## Document section

Summersweet ‘Ruby Spice’
As a plantsperson and amateur naturalist, there are some plants that I am amazed don’t more readily sell themselves for reasons of aesthetic interest and/or wildlife value. I suppose it’s because most people shelter in climate-controlled rooms and do as few errands as possible during the time of year they are at their peak. You can find many of these overlooked gems for sale throughout the season and plant them any time of year, though. Lots of plants are in this misfit group, but the one that’s on my mind today is Summersweet (Clethra alnifolia), also known as Sweet Pepperbush. As a native to our region, I’ve encountered it in many wild places as I hike and explore. Its name highlights its best feature – it’s sweetly scented (strongly!) and it blooms in the summer.
For those of you who enjoy gardening for wildlife (I don’t know why anyone wouldn’t, but that’s my bias), these are a big draw for pollinators. When I was walking among our plants the other day, the bees were going to town on the open flowers and some butterflies (so far, a Tiger Swallowtail and a Buckeye) were also making a pit stop. Don’t worry about the bees if they make you nervous – they don’t care about your presence (you’re just another obstacle to fly around) and will be solely focused on the ample treats Summersweet must be offering them. When I’ve visited butterfly exhibits during summer, among all the tropical flowers that the designers included to provide nectar, Summersweet is often included, and I’ve always seen butterflies visiting it.
Summersweet is easy to grow so long as it isn’t put in a dry area. In the wild, I’ve seen it in moist roadside ditches, trailside in sandy soil near the shoreline of the Chesapeake Bay, in dappled light in the woods and not far from the edge of a pond. They leaf-out a bit later in spring than most shrubs, which leads inexperienced gardeners to worry that it didn’t survive the winter (they’re hardy all the way down to -30°F); so long as they didn’t get too dry, they’ll be fine. I grant you, they won’t look like much in winter, but hey – that’s what we add evergreens to the garden for. It’s a great candidate for a rain garden or poorly-drained site, and when thriving, they can sucker a bit to give you a wider patch of coverage. Don’t worry – as far as suckering plants go, they’re quite well-behaved and won’t take over. I like that ability for them to spread a bit because it gives you the opportunity to create a nice naturalized look by mixing in some perennials or other shrubs. Ferns and the grass-like sedges are great companions since both plants thrive in partial shade; many are native. Astilbe, though not native, also likes similar conditions and late-blooming selections would overlap the Summersweet blooms. Eupatorium is another great companion because, again, they like the same conditions and will draw even more pollinators since they overlap bloom times. Joe-Pye Weed was the first one that came to mind, but really, any of the Eupatorium (or whatever botanists are calling them now) would be a nice combination and the range of heights lets you mix & match with tall or short varieties of Summersweet. If you want to round out your native pollinator magnet garden, add perennial Lobelia (either the red or the blue species): it will also overlap flowering time and be happy in the same soil and light, and add hummingbirds to your medley of visiting pollinators.

## Given records
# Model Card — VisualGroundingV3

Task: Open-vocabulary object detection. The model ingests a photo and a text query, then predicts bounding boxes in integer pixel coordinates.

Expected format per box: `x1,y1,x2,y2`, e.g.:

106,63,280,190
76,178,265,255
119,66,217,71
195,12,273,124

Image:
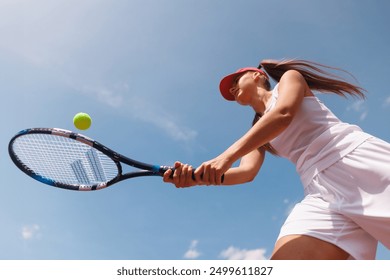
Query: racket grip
166,167,225,183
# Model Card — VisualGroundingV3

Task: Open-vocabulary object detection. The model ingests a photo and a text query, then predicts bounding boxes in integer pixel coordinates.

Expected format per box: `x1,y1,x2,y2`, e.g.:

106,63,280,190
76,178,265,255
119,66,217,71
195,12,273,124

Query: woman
164,60,390,259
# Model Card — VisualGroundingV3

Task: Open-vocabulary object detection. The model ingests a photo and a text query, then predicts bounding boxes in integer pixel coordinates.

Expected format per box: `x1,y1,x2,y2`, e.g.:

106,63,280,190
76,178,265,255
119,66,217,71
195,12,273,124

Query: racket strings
13,134,118,185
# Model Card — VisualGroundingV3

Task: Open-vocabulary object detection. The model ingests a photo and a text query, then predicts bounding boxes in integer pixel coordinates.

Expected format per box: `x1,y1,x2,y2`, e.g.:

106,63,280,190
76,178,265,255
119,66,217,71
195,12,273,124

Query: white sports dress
265,85,390,259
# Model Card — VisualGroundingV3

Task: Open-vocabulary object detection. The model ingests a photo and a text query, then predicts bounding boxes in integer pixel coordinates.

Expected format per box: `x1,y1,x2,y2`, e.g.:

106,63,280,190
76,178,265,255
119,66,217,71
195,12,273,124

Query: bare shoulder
279,70,313,96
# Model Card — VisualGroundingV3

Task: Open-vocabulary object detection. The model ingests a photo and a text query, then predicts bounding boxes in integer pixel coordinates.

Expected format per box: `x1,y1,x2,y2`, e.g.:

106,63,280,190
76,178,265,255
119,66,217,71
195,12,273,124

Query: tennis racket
8,128,174,191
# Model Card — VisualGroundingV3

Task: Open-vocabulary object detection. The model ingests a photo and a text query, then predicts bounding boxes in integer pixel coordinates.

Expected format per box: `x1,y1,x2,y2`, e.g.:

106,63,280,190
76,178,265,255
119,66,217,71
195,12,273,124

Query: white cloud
79,83,198,142
22,224,41,240
220,246,267,260
184,240,201,259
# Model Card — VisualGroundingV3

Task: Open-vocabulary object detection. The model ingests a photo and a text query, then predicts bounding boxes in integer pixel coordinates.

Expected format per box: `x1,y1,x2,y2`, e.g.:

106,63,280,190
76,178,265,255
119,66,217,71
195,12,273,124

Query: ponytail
252,59,365,156
258,59,365,99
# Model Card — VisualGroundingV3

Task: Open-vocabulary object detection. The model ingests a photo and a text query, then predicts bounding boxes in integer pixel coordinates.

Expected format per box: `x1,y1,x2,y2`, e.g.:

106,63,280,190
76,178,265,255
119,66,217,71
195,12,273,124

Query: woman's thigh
271,234,350,260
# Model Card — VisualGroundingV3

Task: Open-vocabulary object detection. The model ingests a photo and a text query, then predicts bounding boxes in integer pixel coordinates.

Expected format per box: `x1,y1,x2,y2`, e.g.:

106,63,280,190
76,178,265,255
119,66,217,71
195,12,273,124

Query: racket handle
164,167,225,183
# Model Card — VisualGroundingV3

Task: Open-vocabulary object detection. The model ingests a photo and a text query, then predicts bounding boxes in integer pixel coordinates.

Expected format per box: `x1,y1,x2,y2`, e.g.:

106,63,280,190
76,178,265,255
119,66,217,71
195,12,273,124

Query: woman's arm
195,70,310,185
163,148,265,188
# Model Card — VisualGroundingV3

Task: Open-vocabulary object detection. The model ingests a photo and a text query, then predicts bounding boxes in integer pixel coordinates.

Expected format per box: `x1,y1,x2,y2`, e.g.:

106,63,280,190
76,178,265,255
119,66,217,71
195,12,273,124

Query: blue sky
0,0,390,260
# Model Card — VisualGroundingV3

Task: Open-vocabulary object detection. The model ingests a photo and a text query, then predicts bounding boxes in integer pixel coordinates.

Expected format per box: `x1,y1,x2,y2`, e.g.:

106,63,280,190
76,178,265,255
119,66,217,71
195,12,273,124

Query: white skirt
278,137,390,260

## What the exercise asks
Copy the section of the Summersweet text starting with "Summersweet ‘Ruby Spice’" and going on through "in the summer.", keeping its wording unchanged.

## Task solution
Summersweet ‘Ruby Spice’
As a plantsperson and amateur naturalist, there are some plants that I am amazed don’t more readily sell themselves for reasons of aesthetic interest and/or wildlife value. I suppose it’s because most people shelter in climate-controlled rooms and do as few errands as possible during the time of year they are at their peak. You can find many of these overlooked gems for sale throughout the season and plant them any time of year, though. Lots of plants are in this misfit group, but the one that’s on my mind today is Summersweet (Clethra alnifolia), also known as Sweet Pepperbush. As a native to our region, I’ve encountered it in many wild places as I hike and explore. Its name highlights its best feature – it’s sweetly scented (strongly!) and it blooms in the summer.